■ **Passage provided**:
* * * * *
We first define the two sulphur atoms and place them on the $Oz$
axis. $\mathrm{S_1}$ is placed at the origin $O$.
\begin{verbatim}
\codejps{
/Soufre1 {3.56 [20 16] newsphere
dup (Yellow) outputcolors} def
/Soufre2 {3.56 [20 16] newsphere
{0 0.000 20.10 translatepoint3d} solidtransform
dup (Yellow) outputcolors} def
\end{verbatim}
Then the single bond \textsf{S-O} using the following convention:
half red---the half connected to \textsf{O}, and half yellow---the half connected to \textsf{S}.
\begin{verbatim}
/LiaisonR {
7.5 0.5 15 [10 10] newcylindre
dup (Red) outputcolors
} def
/LiaisonY {
0 0.5 7.5 [10 10] newcylindre
dup (Yellow) outputcolors
} def
/Liaison{LiaisonR LiaisonY solidfuz} def
\end{verbatim}
The oxygen atom, its bond, and the setting of the combined unit:
\begin{verbatim}
/Ox {2.17 [20 16] newsphere
{0 0 15 translatepoint3d} solidtransform
dup (Red) outputcolors} def
/LO { Liaison Ox solidfuz} def
/LO1 { LO {0 -109.5 0 rotateOpoint3d} solidtransform } def
/LOx1 { LO1 {0 0 120 rotateOpoint3d} solidtransform } def
% fin liaison simple S-O
\end{verbatim}
For the double bond \textsf{S=O}, we take the single bond above
and duplicate it with shifts of 0.75~cm along the $Ox$ axis.
* * * * *
■ **Source data**:
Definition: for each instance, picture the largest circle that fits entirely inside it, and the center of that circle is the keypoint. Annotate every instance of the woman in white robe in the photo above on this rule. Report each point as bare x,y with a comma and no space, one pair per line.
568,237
* * * * *
■ **Aim**: In the passage on modeling sulphur and oxygen atoms, how is the double bond S=O made?

■ **Response below**: The single bond is duplicated with shifts of 0.75 cm along the Ox axis.